= EXERCISE INSTRUCTIONS =
Reproduce the material below verbatim, line for line, leaving out the pictures.

= RAW DATA =
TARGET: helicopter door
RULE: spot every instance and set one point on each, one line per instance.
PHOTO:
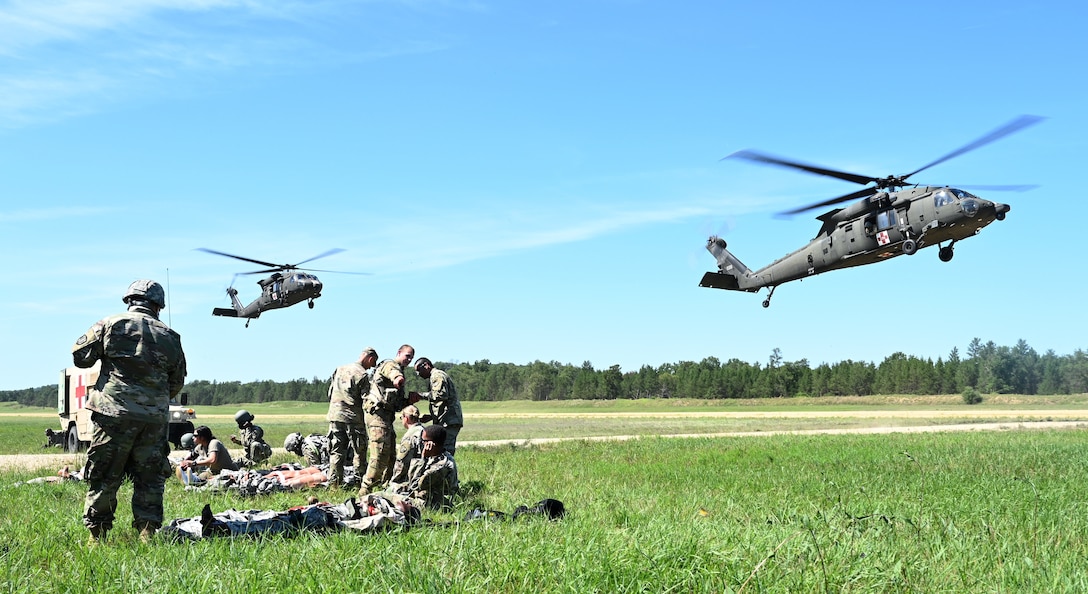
(888, 227)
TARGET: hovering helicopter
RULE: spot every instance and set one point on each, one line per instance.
(882, 223)
(287, 285)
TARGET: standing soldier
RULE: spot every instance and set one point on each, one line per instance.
(347, 430)
(143, 368)
(385, 398)
(256, 449)
(410, 445)
(445, 407)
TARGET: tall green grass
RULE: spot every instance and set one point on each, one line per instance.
(980, 511)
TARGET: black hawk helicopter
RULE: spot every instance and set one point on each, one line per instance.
(287, 285)
(884, 222)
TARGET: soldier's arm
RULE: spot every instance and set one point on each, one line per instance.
(88, 348)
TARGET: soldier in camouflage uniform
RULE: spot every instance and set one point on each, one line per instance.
(256, 450)
(313, 447)
(347, 430)
(143, 368)
(410, 445)
(445, 407)
(385, 398)
(432, 479)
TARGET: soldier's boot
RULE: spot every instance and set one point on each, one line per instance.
(97, 535)
(146, 533)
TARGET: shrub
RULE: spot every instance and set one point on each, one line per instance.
(971, 396)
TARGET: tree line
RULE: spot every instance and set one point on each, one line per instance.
(985, 367)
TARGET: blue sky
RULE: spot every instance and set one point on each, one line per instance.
(526, 180)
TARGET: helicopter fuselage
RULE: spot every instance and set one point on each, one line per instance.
(875, 229)
(277, 291)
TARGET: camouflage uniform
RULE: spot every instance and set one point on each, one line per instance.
(432, 481)
(143, 368)
(347, 431)
(379, 408)
(252, 443)
(316, 449)
(445, 407)
(410, 447)
(223, 460)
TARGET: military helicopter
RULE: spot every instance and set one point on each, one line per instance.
(882, 223)
(287, 285)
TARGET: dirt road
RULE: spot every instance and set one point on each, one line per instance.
(51, 462)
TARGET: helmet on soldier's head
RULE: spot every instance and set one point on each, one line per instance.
(243, 417)
(148, 291)
(294, 443)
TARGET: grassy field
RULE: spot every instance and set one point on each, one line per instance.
(978, 511)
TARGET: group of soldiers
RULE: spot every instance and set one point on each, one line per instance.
(365, 398)
(143, 368)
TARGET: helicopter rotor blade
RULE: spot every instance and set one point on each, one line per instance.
(852, 196)
(1015, 125)
(330, 252)
(761, 158)
(336, 271)
(266, 271)
(240, 258)
(1013, 187)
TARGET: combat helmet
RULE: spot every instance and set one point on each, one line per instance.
(294, 443)
(243, 417)
(148, 291)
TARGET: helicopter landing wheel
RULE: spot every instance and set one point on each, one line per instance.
(766, 302)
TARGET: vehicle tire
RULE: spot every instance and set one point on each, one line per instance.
(72, 442)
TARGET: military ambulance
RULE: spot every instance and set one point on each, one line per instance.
(75, 420)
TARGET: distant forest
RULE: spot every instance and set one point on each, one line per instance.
(986, 367)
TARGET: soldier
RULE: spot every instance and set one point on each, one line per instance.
(208, 454)
(445, 407)
(432, 479)
(313, 447)
(143, 368)
(347, 430)
(252, 441)
(386, 396)
(410, 446)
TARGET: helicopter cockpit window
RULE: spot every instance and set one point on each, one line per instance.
(886, 220)
(969, 207)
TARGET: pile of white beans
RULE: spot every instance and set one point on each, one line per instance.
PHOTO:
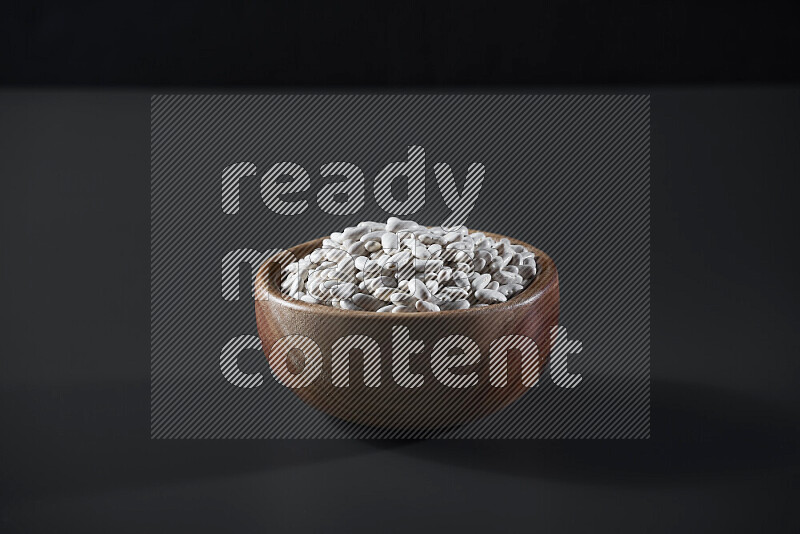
(400, 266)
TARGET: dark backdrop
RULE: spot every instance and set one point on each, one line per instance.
(75, 449)
(297, 42)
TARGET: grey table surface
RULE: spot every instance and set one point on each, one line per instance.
(76, 452)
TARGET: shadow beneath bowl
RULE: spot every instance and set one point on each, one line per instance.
(696, 432)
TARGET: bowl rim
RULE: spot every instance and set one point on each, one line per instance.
(545, 267)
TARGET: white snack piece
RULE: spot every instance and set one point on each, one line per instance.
(403, 267)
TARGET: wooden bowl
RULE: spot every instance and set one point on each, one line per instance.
(531, 313)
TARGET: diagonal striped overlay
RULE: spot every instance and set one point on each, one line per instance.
(569, 174)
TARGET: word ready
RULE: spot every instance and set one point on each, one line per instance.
(347, 195)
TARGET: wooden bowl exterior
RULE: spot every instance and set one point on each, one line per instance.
(532, 313)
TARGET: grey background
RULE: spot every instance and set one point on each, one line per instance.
(568, 174)
(75, 381)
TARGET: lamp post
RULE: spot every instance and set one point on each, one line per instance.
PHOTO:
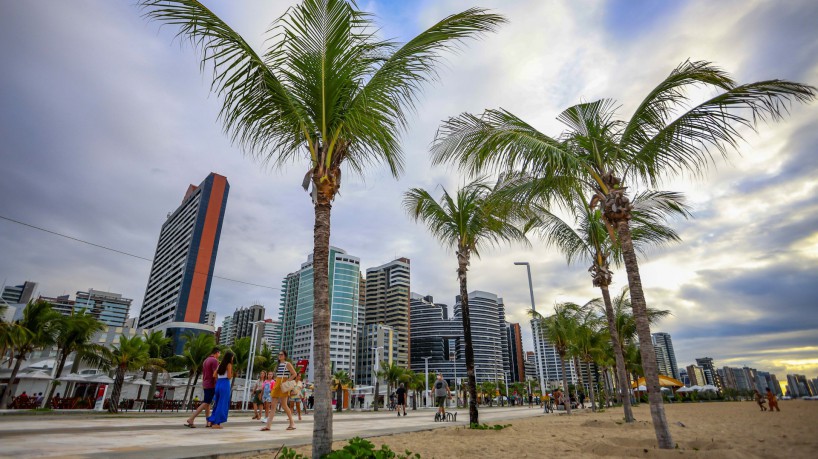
(538, 332)
(377, 368)
(426, 381)
(251, 357)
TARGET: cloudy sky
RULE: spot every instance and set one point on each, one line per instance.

= ANSWER BELOW =
TARGET: helicopter door
RULE: spot every instance and set one point on each, one line per instance.
PHOTO:
(888, 227)
TARGET: hovering helicopter
RULE: spot every instance and set one point on each, one line per instance.
(882, 223)
(287, 285)
TARGET: standing soldier
RULE: spot every instance and set one point on each, one line per instance.
(347, 430)
(143, 368)
(385, 398)
(256, 449)
(410, 445)
(445, 407)
TARGET: tall green grass
RULE: spot every instance and set one point on each, one line per instance.
(980, 511)
TARGET: black hawk helicopter
RULE: spot every instance and set one point on each, one line per instance.
(287, 285)
(884, 222)
TARGET: soldier's arm
RULE: spot every instance and set one point on each, one line per instance.
(88, 348)
TARGET: soldier in camouflage uniform
RULE: spot every instance and set one point on each, one line per instance.
(256, 450)
(313, 447)
(347, 430)
(143, 368)
(410, 445)
(445, 407)
(385, 398)
(432, 479)
TARGET: soldier's boot
RULE: spot every instance and set one point on each, one line per instance.
(97, 535)
(146, 533)
TARGET: shrub
RULE: spot every instance and set one point on each, one line per instance.
(971, 396)
TARGET: tree line
RULE: spot every instance and set one point on each, one line per instance.
(985, 367)
TARGET: blue sky
RULE: spot every instance and set one point on each, one line per instance.
(526, 180)
TARGET: helicopter fuselage
RULE: spot every instance and set one point on each, one line per instance.
(875, 229)
(277, 291)
TARGET: camouflage uniform
RULE: spot every instance and set one point on each, one line per instance.
(432, 481)
(143, 368)
(347, 431)
(379, 408)
(252, 443)
(316, 449)
(445, 407)
(410, 447)
(223, 460)
TARGET: military helicopter
RULE: spot every instance and set one point on each, one line per instance.
(882, 223)
(287, 285)
TARGET: dirt road
RULE: spot every instance and set one point on each, one line per instance.
(51, 462)
TARGET: helmet on soldier's head
RULE: spot every instance and set one point on each, one line per instance.
(243, 417)
(148, 291)
(294, 443)
TARGET: grassy field
RULE: spot every instance and set one point on each, one line per instance.
(978, 511)
TARGET: group of soldiers
RULE: spot every instance and set one point on each, one line per instance.
(365, 398)
(143, 368)
TARGET: helicopter rotor blade
RULE: spot every instance and set one point on each, one line per instance.
(852, 196)
(1015, 125)
(330, 252)
(761, 158)
(336, 271)
(266, 271)
(240, 258)
(1013, 187)
TARGET: combat helmet
RULE: spot every instance and set one point on each, one line per instance.
(294, 443)
(243, 417)
(148, 291)
TARGET: helicopter landing wheel
RULE: spot every instance and set one point on each, one line per instance.
(766, 302)
TARGET: vehicle tire
RULE: spot every instance and set one point on each, one line per instance.
(72, 442)
TARGET: military ambulance
RULE: spot every instance and set one point on each, one line per instance.
(75, 420)
TARGET: distant forest
RULE: spot every instance and set one point on each, one line per instance.
(986, 367)
TARGET: soldier
RULE: spot every instance and set one point on each, one line per instance.
(208, 454)
(445, 407)
(432, 479)
(313, 447)
(143, 368)
(347, 430)
(252, 441)
(386, 396)
(410, 446)
TARGET: helicopter cockpit window
RULE: spot every instance and set one point on each, one line per instance.
(886, 220)
(969, 207)
TARGET: pile of white beans
RULE: spot every instance and set one point on each, one line per instance.
PHOTO:
(400, 266)
TARGET: dark backdrop
RULE: spot every instance and set one point on each, one line per instance.
(75, 449)
(297, 42)
TARGET: grey table surface
RULE: spot every instance and set one point on each, one line per instance.
(76, 452)
TARGET: shadow beneath bowl
RULE: spot every instance and set one point on each, one line per instance.
(696, 432)
TARGET: bowl rim
RULE: spot every instance and set one point on each, one line per instance.
(545, 267)
TARGET: white snack piece
RULE: spot every instance and set one point on each, one line per instance.
(403, 267)
TARGET: wooden bowl
RULE: spot every instance and set one point on each, one line per instance.
(531, 313)
TARGET: diagonal striped overlay
RULE: spot every instance and set one point on each, one line per instance.
(569, 174)
TARGET: word ready
RULE: spot every instance and set one point on each, one line per instance.
(347, 195)
TARGET: wooden bowl exterior
RULE: spot every instance and set one point on each, one line per instance.
(532, 313)
TARGET: grey background
RULE: spot every instance and set one point on each, one line per instance.
(568, 174)
(75, 381)
TARGET: lamp post
RULE: spot every instance and set one point on each, one line per instance.
PHOTO:
(538, 332)
(377, 368)
(426, 381)
(251, 357)
TARGET: cloudy sky
RULE: spot every instance and set one point on each, one line per instance.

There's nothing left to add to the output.